WHAT THIS TASK INVOLVES:
Answer these questions from the account of the show at Radio City Music Hall below:
(a) What color was the writer's badge?
(b) Which group did the writer manage to identify?
(c) What was on the opposite side of Sixth Avenue?

ARTICLE:
──────────
This tiptop security is maintained mostly by big guys with walkie-talkies who work off a rainbow of badges that signify various privileges. A yellow one, like mine, meant that before the show started, when the stars were pulling up in limos and milling around near the entrance, you could stand in a pen with catty, ignorant journalists from all over the world. These journalists are, of course, too jaded to know the names of the people on the red carpet.
To be honest, I was one of them. I thought Britney Spears was a cleaner Christina Aguilera -- until later on in the show when Spears ripped off her dark pants and slapped her jiggling ass. I identified 'N Sync, but never did figure out the difference between 98 Degrees and, um, the other ones.
Can you blame me? It was nuts out there. The sidewalks around Radio City Music Hall were so crammed with people that to move half an inch you needed a police baton and a pit bull. On the opposite side of Sixth Avenue there was an inflatable man-on-the-moon statue and bleachers full of squealing girls who sounded like they were seeing the Beatles at Candlestick.
──────────
EXTRACTED MATERIAL:
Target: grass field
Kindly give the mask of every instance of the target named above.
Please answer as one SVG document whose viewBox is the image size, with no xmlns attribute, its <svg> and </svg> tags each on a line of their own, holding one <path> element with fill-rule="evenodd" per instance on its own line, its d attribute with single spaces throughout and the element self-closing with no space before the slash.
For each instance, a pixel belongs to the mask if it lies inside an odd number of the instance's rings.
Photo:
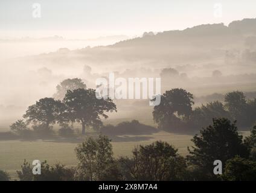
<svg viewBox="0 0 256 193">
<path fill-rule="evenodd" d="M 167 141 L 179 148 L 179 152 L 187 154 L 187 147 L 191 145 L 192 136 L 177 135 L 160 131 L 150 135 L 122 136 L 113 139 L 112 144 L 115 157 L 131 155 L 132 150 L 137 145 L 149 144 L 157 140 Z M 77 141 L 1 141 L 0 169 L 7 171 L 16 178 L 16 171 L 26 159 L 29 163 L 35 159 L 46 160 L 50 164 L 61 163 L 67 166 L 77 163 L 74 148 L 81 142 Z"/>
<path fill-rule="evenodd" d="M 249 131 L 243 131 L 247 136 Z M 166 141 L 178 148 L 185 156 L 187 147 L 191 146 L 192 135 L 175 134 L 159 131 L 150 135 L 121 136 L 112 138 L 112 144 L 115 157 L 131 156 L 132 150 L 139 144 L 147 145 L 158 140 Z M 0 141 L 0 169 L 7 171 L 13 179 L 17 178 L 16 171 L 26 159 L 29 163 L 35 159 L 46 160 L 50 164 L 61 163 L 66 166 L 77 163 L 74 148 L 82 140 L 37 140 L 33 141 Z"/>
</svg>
──────────
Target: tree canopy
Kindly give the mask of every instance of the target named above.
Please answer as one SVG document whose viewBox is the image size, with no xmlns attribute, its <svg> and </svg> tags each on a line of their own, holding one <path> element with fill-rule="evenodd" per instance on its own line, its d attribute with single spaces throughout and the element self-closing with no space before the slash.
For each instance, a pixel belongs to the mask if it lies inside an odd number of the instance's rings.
──────────
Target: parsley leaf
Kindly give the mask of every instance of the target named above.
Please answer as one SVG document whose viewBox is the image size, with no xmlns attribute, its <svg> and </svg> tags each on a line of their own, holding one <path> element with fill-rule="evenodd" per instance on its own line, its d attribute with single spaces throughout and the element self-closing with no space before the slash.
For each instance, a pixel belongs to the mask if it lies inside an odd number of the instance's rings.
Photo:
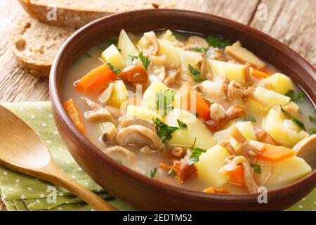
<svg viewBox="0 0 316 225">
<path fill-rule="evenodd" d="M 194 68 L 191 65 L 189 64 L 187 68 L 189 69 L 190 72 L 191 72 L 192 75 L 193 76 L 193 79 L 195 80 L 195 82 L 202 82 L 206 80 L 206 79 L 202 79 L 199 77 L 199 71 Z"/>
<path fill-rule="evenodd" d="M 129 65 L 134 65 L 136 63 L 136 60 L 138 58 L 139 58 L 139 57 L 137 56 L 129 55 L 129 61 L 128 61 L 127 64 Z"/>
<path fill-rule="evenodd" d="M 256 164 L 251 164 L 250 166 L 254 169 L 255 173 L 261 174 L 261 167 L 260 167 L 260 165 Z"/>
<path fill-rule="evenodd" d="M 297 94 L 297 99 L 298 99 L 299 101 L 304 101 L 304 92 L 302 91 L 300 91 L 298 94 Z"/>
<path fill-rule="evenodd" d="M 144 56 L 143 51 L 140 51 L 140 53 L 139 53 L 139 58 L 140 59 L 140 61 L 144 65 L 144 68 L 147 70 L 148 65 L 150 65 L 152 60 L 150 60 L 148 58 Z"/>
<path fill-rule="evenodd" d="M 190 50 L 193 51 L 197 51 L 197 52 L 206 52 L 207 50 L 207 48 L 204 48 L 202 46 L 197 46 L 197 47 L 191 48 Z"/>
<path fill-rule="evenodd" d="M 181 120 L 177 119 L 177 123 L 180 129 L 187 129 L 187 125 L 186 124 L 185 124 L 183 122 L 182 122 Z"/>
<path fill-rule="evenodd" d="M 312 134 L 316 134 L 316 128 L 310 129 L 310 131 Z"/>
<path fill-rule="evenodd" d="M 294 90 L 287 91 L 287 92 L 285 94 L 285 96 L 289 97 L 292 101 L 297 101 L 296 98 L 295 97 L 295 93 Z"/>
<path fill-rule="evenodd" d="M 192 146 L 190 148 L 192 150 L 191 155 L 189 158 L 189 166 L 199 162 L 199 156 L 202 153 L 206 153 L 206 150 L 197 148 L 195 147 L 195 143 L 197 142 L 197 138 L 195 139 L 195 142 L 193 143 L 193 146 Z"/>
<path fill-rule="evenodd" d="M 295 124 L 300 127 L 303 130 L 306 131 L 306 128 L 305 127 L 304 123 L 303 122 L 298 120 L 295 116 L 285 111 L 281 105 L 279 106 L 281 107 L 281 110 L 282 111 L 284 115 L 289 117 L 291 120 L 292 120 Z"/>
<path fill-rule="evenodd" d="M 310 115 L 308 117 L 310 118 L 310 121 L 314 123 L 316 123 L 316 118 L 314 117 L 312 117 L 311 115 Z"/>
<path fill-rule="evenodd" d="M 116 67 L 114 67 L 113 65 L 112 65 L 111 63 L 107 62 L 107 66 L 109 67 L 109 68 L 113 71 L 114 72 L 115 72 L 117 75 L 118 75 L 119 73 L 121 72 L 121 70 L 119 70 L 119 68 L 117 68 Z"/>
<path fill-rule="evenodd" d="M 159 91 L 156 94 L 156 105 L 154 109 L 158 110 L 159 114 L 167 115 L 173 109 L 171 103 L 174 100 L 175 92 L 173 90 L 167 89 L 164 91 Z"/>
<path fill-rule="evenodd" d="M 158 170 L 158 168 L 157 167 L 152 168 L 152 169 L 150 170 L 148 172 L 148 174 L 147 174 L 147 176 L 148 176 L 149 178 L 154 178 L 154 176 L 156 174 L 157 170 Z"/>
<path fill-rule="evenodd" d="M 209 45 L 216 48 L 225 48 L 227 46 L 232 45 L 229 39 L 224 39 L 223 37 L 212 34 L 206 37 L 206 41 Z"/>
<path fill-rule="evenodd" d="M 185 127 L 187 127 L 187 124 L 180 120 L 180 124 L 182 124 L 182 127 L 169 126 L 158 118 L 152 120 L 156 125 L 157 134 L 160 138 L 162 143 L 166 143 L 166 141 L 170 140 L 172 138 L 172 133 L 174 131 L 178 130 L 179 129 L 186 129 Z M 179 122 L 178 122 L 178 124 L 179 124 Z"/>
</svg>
──────────
TASK OUTPUT:
(a) Yellow.
(b) 'N Sync.
(c) An inflatable man-on-the-moon statue and bleachers full of squealing girls.